Gespeicherte Einträge:
======

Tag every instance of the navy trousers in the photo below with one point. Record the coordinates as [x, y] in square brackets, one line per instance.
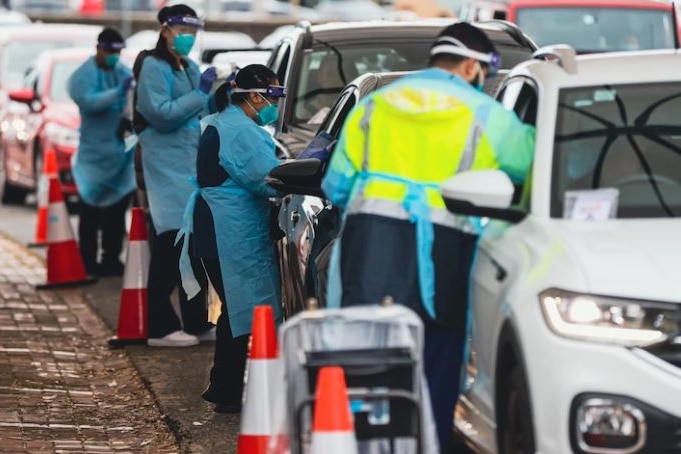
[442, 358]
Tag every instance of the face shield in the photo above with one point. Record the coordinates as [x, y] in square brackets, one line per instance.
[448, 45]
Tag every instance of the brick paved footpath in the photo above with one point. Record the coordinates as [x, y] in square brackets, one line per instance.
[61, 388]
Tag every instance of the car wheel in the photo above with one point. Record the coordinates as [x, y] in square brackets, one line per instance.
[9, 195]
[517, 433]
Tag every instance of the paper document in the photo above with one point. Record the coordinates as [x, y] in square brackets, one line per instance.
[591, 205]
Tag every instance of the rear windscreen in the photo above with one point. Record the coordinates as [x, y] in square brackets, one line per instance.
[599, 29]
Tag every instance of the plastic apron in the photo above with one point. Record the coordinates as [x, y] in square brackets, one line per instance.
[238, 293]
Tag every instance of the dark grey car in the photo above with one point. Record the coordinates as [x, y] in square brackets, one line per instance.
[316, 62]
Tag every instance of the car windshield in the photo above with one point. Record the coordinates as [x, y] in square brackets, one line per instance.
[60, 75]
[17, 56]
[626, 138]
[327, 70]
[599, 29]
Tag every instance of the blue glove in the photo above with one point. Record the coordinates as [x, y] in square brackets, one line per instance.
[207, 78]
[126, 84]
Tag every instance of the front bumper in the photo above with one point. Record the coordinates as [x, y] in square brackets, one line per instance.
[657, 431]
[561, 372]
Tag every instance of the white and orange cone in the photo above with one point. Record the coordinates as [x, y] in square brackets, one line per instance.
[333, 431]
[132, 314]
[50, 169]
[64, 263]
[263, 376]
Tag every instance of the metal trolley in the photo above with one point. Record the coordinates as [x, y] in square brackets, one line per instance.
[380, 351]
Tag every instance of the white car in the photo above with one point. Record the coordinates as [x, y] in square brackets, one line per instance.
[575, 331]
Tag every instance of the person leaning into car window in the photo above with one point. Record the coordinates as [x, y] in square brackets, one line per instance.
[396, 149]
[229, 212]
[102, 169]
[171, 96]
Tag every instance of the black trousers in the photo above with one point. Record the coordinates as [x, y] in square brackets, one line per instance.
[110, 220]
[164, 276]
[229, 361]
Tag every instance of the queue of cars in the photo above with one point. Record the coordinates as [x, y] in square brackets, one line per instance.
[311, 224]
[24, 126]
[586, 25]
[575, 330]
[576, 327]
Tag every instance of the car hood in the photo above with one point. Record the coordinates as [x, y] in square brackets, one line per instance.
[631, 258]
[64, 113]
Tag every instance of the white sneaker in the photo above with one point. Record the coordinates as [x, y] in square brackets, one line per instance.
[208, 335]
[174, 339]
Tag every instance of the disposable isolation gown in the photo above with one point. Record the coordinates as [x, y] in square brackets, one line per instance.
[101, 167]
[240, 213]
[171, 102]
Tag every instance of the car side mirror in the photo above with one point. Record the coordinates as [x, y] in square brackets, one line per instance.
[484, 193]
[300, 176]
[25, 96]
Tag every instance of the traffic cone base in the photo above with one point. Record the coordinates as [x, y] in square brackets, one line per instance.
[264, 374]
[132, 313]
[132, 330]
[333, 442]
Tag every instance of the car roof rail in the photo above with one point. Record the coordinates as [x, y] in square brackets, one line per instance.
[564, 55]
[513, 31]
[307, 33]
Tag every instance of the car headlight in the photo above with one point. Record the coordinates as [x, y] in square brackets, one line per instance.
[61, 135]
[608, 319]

======

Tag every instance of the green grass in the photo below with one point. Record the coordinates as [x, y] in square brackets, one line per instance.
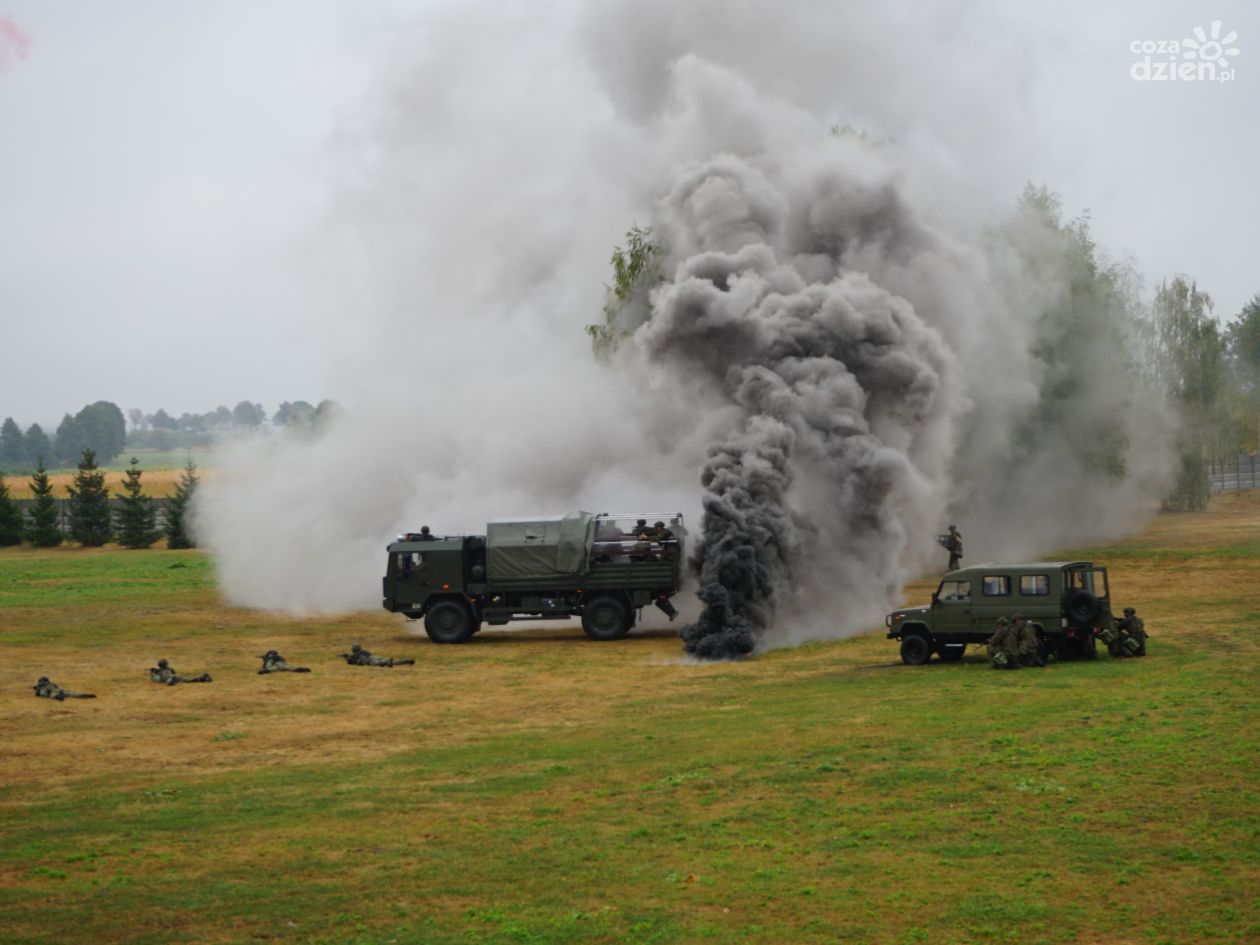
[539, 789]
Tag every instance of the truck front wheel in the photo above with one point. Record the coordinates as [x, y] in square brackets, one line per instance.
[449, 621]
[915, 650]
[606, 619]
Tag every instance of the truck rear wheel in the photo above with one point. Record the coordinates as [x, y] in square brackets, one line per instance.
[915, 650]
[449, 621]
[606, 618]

======

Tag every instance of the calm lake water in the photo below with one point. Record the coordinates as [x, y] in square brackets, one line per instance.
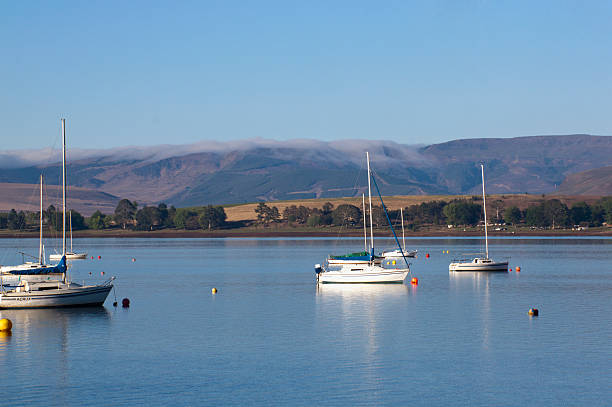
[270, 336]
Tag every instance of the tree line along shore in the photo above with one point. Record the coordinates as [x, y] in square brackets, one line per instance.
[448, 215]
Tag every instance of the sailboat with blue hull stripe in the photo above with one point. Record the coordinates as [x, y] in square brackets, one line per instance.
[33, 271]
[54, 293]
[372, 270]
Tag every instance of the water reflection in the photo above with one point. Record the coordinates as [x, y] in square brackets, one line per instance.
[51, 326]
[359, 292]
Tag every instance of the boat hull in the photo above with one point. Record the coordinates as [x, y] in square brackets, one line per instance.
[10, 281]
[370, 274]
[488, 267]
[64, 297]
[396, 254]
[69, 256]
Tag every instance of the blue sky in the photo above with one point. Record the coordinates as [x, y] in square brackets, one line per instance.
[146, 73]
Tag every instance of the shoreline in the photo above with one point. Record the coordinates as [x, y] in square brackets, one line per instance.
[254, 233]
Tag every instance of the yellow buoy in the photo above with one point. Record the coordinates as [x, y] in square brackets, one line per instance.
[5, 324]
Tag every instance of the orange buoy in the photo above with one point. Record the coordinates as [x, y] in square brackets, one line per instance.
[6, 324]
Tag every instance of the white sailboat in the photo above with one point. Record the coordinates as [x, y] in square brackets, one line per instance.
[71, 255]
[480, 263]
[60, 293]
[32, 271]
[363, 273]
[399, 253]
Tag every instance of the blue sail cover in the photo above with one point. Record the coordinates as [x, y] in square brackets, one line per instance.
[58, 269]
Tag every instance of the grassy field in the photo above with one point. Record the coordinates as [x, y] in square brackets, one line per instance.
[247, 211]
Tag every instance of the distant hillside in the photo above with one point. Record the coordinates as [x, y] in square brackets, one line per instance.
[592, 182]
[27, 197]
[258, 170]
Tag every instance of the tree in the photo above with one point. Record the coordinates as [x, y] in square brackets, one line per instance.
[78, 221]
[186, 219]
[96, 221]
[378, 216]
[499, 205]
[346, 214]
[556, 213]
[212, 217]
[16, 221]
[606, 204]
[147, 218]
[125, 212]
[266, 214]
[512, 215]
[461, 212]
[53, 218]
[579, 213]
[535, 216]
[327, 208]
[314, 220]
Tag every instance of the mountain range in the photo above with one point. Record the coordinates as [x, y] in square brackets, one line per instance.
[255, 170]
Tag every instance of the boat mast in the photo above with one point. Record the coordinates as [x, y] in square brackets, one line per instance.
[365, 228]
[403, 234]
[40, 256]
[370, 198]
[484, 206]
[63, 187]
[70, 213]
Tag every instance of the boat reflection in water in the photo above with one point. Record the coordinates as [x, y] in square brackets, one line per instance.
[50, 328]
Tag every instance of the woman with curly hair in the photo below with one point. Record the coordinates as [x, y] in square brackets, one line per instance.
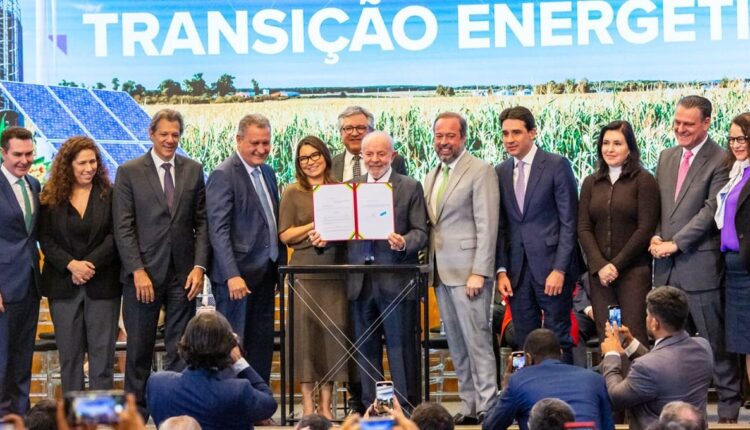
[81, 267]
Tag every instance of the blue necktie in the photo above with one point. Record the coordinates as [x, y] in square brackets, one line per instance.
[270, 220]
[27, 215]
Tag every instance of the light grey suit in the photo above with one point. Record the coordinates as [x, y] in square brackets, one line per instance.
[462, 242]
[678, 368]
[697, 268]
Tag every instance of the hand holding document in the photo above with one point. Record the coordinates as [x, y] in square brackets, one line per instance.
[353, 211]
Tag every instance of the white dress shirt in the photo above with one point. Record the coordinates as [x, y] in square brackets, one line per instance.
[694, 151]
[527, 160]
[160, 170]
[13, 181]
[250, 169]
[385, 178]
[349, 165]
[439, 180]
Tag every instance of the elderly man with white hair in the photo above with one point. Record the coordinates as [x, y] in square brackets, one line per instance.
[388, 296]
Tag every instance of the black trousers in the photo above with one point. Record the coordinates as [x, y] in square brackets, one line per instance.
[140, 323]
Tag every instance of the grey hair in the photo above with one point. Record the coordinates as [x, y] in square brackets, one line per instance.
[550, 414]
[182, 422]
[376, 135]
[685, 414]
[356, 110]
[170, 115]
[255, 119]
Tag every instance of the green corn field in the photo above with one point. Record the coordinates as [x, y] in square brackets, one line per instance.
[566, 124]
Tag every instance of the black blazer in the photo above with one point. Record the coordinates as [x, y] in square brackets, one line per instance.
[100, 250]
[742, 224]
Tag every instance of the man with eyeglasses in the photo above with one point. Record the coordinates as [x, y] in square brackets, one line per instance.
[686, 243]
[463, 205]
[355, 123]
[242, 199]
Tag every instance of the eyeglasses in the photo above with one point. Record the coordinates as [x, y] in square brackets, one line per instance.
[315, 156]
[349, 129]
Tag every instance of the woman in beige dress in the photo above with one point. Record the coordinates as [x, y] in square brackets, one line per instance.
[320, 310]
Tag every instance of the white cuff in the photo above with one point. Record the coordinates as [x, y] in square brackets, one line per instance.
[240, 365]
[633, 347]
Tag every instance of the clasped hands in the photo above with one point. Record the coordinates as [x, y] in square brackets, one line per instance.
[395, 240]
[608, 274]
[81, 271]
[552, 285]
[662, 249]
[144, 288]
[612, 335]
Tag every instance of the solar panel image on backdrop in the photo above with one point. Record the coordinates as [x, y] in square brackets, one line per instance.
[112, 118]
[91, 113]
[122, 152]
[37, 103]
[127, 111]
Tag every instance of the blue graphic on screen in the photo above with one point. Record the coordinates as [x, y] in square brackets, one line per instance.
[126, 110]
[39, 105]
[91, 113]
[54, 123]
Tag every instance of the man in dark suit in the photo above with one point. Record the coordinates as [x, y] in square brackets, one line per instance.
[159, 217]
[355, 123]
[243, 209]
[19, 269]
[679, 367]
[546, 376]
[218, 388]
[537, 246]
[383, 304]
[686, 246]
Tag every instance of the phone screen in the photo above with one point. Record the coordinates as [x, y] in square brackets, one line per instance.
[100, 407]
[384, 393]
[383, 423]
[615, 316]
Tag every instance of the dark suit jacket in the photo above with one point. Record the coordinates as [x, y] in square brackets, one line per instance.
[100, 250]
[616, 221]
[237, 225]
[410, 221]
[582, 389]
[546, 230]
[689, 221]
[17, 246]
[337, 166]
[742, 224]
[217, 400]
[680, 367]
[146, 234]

======

Ziel: Zähle die Zeilen in den Daten, in denen das Wort „grey“ vorkommt. Nenne nur die Anzahl.

Vollständige Antwort: 3